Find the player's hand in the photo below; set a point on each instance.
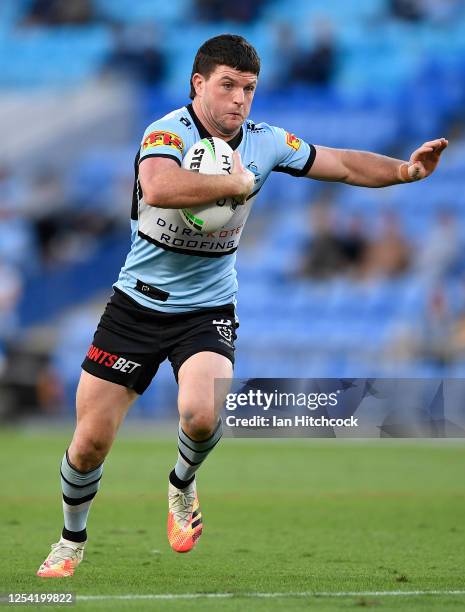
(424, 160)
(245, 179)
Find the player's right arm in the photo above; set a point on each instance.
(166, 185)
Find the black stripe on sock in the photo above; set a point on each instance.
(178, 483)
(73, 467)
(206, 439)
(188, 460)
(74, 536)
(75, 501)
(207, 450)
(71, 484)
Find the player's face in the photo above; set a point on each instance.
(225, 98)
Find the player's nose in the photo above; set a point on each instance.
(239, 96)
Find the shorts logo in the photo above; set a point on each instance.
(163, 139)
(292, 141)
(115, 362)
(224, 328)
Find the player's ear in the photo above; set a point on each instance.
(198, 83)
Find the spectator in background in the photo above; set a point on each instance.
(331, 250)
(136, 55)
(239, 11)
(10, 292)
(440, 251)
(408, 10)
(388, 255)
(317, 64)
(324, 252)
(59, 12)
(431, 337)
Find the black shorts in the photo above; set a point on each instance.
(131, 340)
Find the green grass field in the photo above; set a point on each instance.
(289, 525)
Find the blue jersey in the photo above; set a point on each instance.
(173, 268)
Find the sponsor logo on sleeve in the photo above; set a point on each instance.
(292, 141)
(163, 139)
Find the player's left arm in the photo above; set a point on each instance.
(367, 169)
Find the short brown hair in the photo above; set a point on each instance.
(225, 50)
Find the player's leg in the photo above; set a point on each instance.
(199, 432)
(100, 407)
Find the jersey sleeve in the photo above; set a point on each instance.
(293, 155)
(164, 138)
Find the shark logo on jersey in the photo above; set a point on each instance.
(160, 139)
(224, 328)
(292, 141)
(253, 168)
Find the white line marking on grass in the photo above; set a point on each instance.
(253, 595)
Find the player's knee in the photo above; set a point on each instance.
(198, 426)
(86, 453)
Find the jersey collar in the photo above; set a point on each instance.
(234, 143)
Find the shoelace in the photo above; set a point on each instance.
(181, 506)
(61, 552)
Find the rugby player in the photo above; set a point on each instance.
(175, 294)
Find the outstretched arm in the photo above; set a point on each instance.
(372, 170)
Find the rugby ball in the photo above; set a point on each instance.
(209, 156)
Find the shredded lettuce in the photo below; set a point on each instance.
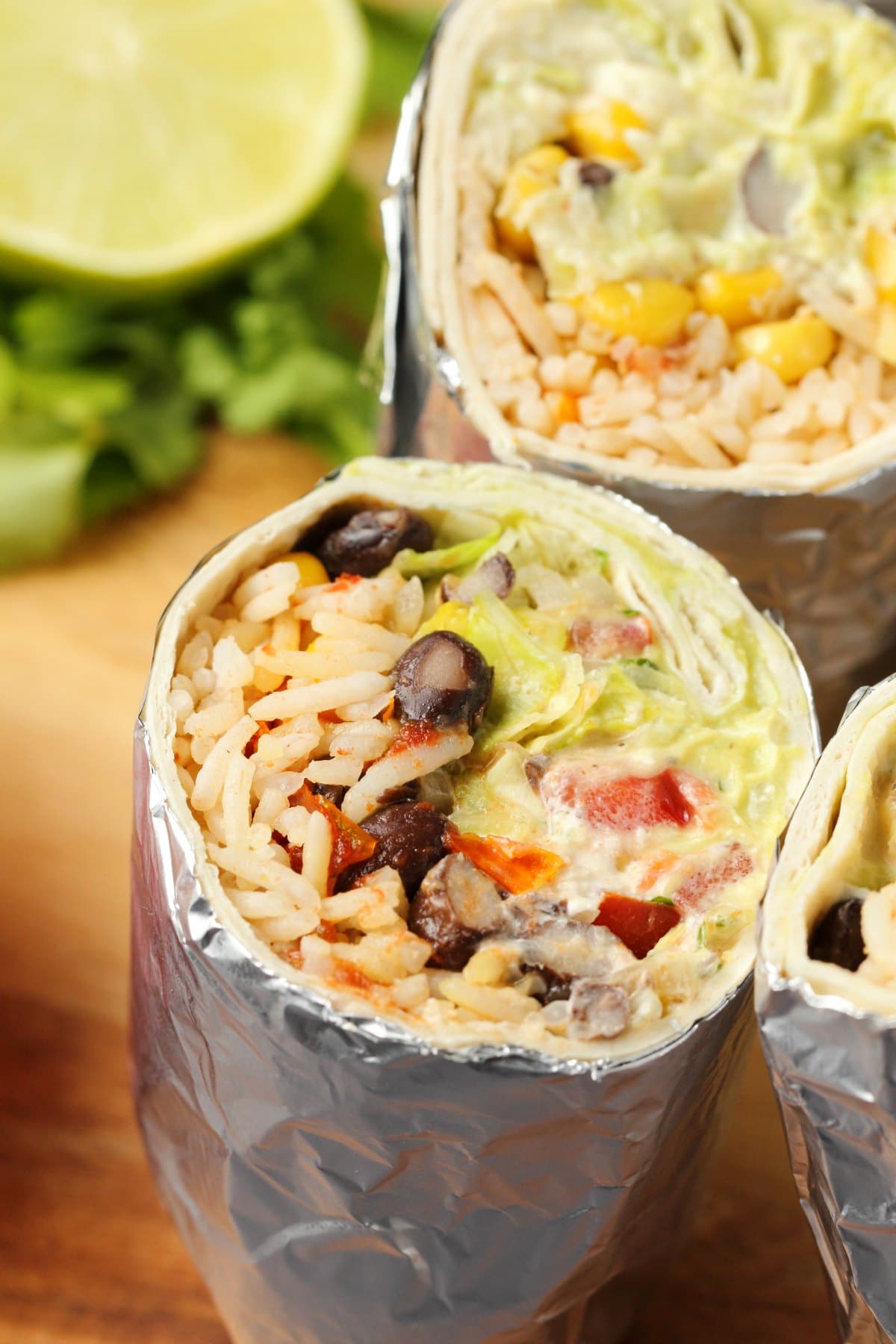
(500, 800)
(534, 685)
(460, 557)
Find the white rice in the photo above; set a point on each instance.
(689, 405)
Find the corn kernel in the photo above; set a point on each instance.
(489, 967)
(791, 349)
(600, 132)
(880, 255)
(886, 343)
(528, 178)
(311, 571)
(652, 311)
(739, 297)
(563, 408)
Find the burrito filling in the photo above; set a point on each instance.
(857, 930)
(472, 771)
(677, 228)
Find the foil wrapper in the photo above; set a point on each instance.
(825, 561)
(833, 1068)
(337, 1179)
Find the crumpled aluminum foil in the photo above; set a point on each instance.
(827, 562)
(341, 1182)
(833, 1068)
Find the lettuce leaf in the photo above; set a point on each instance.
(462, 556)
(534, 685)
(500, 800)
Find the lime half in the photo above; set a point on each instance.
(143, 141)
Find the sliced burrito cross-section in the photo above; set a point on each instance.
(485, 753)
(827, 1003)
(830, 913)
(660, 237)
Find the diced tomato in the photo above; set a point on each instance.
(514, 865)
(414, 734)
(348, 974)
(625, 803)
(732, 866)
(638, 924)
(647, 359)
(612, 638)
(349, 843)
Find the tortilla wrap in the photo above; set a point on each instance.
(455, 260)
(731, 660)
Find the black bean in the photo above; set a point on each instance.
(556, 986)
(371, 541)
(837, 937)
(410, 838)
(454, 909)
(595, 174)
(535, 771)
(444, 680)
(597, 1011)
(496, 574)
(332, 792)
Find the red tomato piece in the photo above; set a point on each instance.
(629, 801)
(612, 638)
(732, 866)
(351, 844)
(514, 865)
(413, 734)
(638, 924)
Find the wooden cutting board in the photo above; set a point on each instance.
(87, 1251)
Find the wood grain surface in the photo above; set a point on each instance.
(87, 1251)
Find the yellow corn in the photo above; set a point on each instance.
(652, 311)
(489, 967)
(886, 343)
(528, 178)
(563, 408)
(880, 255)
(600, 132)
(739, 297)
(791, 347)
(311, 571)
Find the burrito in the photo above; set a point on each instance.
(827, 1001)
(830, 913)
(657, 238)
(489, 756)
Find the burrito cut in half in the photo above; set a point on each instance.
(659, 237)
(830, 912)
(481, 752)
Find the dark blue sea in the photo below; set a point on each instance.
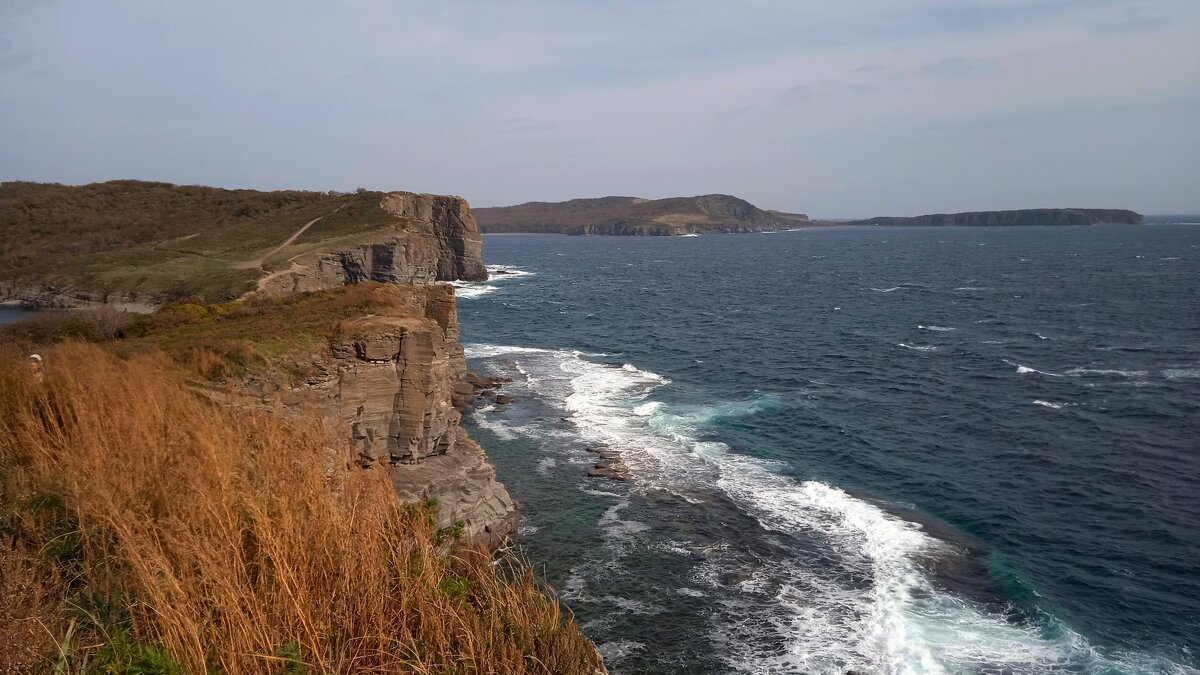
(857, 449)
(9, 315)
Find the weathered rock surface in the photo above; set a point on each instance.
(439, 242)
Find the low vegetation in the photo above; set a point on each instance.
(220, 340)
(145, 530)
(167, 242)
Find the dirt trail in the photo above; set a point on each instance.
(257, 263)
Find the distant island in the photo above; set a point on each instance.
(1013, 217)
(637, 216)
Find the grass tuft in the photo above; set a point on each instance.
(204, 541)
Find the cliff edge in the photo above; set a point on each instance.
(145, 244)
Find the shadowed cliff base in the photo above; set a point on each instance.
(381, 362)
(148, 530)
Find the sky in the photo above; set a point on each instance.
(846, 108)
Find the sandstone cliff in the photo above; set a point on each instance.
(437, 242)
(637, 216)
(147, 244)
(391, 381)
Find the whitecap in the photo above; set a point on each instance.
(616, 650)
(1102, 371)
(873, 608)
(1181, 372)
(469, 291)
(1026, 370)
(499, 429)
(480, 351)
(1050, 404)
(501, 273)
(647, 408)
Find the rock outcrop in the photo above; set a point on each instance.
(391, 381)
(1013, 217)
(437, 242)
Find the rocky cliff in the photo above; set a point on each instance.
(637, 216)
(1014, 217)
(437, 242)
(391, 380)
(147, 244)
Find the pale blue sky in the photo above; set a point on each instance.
_ _ _ _
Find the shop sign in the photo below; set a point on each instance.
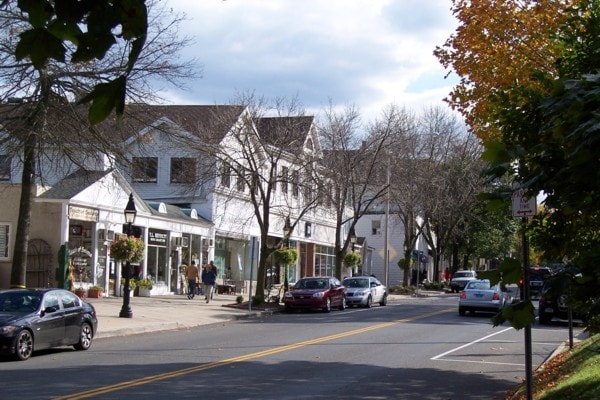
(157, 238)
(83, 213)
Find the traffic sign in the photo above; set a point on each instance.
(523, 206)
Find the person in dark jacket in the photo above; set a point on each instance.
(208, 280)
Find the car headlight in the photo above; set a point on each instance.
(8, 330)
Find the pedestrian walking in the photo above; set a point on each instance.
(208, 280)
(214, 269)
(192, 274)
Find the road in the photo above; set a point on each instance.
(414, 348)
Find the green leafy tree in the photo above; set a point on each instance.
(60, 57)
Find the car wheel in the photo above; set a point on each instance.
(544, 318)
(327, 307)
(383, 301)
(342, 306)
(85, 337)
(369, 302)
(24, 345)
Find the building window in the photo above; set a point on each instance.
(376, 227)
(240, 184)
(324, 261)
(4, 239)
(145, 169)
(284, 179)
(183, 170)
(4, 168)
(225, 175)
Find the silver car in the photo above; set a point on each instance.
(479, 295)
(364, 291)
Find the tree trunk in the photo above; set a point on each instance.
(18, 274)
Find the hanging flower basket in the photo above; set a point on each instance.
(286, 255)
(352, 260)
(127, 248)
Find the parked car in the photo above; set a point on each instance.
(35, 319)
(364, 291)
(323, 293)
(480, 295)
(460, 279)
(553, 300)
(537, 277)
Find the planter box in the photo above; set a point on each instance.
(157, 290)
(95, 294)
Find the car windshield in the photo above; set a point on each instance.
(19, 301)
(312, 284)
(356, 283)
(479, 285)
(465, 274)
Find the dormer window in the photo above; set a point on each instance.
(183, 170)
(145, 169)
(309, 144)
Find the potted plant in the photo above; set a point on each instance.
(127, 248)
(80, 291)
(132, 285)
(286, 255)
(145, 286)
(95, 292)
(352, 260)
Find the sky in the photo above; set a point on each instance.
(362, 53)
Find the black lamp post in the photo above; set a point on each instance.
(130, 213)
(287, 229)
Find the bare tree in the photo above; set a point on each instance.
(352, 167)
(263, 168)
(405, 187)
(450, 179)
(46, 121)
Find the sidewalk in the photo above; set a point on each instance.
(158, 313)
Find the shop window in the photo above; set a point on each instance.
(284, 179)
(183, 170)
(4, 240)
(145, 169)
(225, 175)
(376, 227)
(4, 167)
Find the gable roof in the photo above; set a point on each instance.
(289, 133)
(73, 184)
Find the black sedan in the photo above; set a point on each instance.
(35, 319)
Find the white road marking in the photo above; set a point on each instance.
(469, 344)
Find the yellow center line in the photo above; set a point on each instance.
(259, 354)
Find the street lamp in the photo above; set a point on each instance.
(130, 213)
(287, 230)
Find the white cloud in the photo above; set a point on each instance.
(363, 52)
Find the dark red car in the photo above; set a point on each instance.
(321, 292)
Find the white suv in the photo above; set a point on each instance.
_ _ _ _
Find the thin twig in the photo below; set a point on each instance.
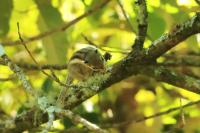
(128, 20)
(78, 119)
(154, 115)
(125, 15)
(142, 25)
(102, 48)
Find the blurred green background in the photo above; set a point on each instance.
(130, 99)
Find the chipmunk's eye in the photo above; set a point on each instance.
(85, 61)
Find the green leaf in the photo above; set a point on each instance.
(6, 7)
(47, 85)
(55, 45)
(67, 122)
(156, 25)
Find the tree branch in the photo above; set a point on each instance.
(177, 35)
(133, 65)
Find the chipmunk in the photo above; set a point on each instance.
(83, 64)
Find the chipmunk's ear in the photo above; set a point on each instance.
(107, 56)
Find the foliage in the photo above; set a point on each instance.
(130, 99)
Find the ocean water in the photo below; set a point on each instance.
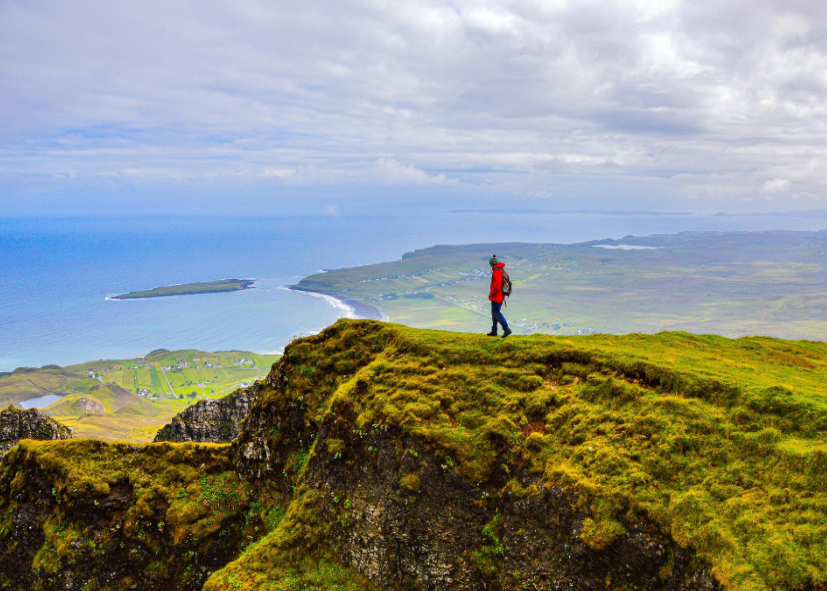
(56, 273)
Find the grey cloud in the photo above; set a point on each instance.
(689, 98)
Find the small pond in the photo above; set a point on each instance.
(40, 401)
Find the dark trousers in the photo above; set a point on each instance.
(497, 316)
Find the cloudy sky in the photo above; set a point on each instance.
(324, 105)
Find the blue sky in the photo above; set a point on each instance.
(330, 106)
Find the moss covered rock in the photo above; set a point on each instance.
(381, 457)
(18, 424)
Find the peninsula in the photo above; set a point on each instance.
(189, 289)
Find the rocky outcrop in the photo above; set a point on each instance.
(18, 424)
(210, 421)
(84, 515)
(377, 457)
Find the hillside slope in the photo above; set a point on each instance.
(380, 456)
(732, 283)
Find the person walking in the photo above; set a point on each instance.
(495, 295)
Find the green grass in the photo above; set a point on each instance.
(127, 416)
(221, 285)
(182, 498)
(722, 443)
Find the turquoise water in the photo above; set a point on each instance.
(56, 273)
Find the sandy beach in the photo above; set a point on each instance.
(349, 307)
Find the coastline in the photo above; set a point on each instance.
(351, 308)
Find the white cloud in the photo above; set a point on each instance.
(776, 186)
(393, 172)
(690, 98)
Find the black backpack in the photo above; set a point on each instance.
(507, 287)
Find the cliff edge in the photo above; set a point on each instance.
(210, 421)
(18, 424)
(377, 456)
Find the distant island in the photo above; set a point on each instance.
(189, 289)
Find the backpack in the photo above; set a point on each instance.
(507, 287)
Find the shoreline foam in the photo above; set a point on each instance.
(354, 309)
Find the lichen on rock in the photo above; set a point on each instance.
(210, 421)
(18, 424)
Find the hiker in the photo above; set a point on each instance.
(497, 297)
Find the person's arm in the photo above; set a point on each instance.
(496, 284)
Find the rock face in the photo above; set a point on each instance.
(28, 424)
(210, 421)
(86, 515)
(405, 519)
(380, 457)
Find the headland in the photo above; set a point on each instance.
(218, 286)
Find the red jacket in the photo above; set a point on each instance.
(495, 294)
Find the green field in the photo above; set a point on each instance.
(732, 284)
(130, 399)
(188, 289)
_ _ _ _
▸ Exercise: In the listing above, find the line with "Find the whitecap" and the line with "Find the pale"; output exactly those lines and all lines between them.

▸ Output of the task:
Find the whitecap in the photo above; set a point on each instance.
(616, 650)
(1102, 371)
(873, 608)
(1181, 372)
(469, 291)
(1026, 370)
(499, 429)
(480, 351)
(1050, 404)
(501, 273)
(647, 408)
Find the rock outcrop in the photo above; set a point on each instance.
(391, 381)
(1013, 217)
(437, 242)
Find the rocky cliff in the photo above; set a point on each instance.
(637, 216)
(1014, 217)
(437, 242)
(391, 380)
(147, 244)
Find the pale blue sky in the photo above; set a point on each instance.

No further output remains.